>> START Exercise data
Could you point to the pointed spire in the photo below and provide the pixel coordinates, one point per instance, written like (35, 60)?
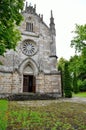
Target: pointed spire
(51, 14)
(52, 25)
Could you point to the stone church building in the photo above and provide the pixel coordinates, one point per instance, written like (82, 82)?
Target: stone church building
(32, 67)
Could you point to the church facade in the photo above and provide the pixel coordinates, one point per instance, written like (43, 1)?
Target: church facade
(32, 67)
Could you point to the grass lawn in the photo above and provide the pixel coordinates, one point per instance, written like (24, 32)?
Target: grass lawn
(53, 116)
(81, 94)
(3, 114)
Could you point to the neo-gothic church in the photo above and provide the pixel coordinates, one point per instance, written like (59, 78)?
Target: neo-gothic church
(32, 67)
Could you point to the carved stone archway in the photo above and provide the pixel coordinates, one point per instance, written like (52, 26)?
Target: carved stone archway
(28, 70)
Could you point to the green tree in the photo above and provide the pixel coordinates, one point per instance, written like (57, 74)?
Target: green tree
(67, 82)
(75, 86)
(79, 41)
(10, 18)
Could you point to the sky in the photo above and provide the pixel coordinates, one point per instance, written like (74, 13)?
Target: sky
(66, 14)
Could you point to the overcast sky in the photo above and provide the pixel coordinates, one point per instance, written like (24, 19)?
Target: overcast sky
(66, 14)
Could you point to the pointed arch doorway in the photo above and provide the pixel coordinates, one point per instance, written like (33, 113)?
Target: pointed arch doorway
(29, 80)
(29, 83)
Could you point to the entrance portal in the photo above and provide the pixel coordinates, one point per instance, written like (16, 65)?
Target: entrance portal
(29, 83)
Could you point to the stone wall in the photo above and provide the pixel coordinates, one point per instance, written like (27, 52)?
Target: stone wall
(9, 82)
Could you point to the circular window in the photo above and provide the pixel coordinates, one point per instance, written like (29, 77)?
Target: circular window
(29, 48)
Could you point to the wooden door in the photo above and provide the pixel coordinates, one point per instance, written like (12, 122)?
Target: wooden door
(25, 83)
(29, 83)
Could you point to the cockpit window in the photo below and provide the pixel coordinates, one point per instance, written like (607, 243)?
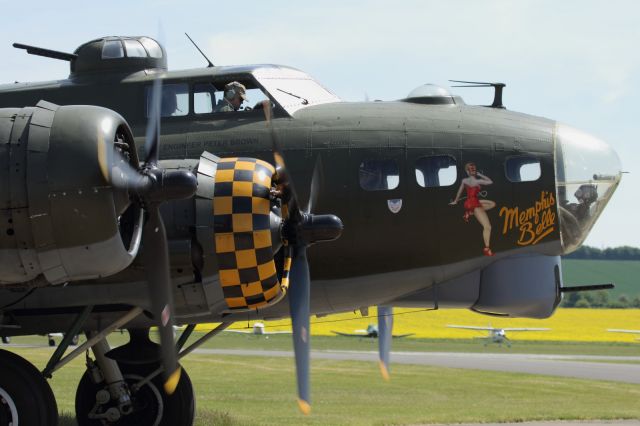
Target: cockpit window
(112, 49)
(379, 175)
(204, 98)
(293, 89)
(134, 49)
(522, 169)
(174, 101)
(152, 47)
(436, 170)
(223, 100)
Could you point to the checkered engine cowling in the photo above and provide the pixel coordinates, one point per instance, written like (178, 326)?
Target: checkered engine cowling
(244, 249)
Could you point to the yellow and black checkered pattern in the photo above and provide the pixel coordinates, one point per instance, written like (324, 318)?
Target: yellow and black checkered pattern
(241, 207)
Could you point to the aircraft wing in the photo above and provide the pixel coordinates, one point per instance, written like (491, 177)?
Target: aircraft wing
(470, 327)
(238, 331)
(617, 330)
(339, 333)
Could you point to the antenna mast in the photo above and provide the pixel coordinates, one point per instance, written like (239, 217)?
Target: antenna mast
(202, 53)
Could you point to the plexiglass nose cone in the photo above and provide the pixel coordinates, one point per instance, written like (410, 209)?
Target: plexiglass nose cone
(588, 171)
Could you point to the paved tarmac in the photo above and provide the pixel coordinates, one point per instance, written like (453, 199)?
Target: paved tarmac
(578, 366)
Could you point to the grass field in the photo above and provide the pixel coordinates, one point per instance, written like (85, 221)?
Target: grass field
(625, 274)
(568, 325)
(260, 391)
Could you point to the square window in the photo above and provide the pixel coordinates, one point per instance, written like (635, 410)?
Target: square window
(436, 170)
(379, 175)
(522, 169)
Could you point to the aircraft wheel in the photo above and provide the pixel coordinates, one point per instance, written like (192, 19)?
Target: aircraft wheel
(25, 396)
(151, 406)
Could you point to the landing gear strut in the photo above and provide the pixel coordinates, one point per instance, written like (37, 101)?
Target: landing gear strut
(148, 405)
(25, 396)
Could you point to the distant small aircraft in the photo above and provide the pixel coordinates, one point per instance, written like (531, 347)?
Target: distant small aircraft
(496, 335)
(617, 330)
(371, 332)
(257, 330)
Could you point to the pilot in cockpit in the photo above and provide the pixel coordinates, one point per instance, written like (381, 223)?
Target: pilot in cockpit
(234, 94)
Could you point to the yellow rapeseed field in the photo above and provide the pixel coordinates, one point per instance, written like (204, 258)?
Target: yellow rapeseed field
(585, 325)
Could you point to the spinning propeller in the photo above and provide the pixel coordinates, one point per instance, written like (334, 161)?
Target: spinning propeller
(152, 186)
(300, 229)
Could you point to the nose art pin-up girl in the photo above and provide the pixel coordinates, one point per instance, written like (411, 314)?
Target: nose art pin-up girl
(474, 206)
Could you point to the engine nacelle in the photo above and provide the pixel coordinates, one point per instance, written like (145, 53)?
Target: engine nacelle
(61, 220)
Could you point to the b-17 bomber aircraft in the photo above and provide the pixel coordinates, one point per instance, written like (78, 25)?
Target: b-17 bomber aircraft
(134, 197)
(497, 335)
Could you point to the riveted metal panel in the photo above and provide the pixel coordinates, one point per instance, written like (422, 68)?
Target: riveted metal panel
(18, 160)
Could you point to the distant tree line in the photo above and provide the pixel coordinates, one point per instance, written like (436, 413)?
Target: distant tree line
(598, 299)
(615, 253)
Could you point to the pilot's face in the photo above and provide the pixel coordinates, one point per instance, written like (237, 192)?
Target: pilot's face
(471, 169)
(236, 101)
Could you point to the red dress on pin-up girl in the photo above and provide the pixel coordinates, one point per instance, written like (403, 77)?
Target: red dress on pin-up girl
(471, 202)
(473, 206)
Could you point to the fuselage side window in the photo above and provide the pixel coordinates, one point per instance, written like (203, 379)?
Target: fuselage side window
(436, 170)
(522, 169)
(174, 101)
(204, 98)
(379, 175)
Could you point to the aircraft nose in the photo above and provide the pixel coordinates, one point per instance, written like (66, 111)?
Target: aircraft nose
(588, 172)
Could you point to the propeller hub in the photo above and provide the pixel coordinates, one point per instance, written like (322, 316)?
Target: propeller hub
(165, 185)
(312, 228)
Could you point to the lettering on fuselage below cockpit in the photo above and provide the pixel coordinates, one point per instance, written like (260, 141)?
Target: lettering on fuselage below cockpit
(534, 223)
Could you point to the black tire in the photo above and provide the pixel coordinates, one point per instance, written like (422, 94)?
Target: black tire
(25, 392)
(176, 410)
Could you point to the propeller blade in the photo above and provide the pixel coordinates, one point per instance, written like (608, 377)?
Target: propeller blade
(156, 260)
(315, 185)
(299, 301)
(385, 334)
(284, 184)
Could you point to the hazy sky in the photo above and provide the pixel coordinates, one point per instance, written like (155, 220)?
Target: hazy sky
(577, 62)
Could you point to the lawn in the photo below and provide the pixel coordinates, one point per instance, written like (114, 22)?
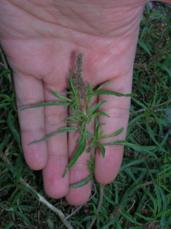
>> END Exercise data
• **Instructions to follow**: Pick out every line of the material above that contains the string "cone". Case counts, so match capital and small letters exactly.

• **Result for this task**:
Could you point to the plexiglass nose cone in the photo above and provide the pixel coordinates, one point per instance, written like (410, 209)?
Target: plexiglass nose cone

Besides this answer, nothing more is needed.